● **GOAL OF THE EXERCISE**:
Each record is to be given again precisely as written.

● **INPUT MATERIAL**:
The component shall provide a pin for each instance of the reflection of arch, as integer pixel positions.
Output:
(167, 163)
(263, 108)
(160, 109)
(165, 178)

● **EXERCISE OUTPUT**:
The component shall provide a pin for each instance of the reflection of arch, as integer pixel positions.
Output:
(167, 163)
(263, 108)
(160, 109)
(165, 178)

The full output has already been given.